──────── Provided data ────────
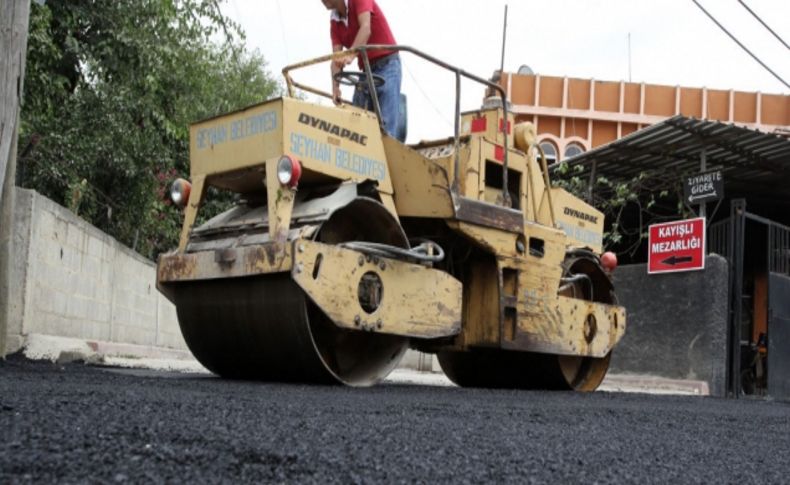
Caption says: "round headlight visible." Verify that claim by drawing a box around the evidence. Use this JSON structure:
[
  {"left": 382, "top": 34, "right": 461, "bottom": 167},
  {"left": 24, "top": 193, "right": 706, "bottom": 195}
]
[
  {"left": 277, "top": 155, "right": 302, "bottom": 188},
  {"left": 170, "top": 179, "right": 192, "bottom": 207}
]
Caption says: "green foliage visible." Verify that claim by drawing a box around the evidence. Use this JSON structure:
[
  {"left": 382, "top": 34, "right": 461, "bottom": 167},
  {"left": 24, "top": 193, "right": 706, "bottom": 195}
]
[
  {"left": 18, "top": 0, "right": 281, "bottom": 257},
  {"left": 554, "top": 163, "right": 691, "bottom": 255}
]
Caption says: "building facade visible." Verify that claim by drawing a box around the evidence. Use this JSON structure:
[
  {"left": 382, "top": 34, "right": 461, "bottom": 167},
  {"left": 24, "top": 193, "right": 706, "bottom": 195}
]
[{"left": 500, "top": 73, "right": 790, "bottom": 163}]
────────
What to do = How many lines of the items above contain the word "this"? Reply with the number alone.

Reply = 3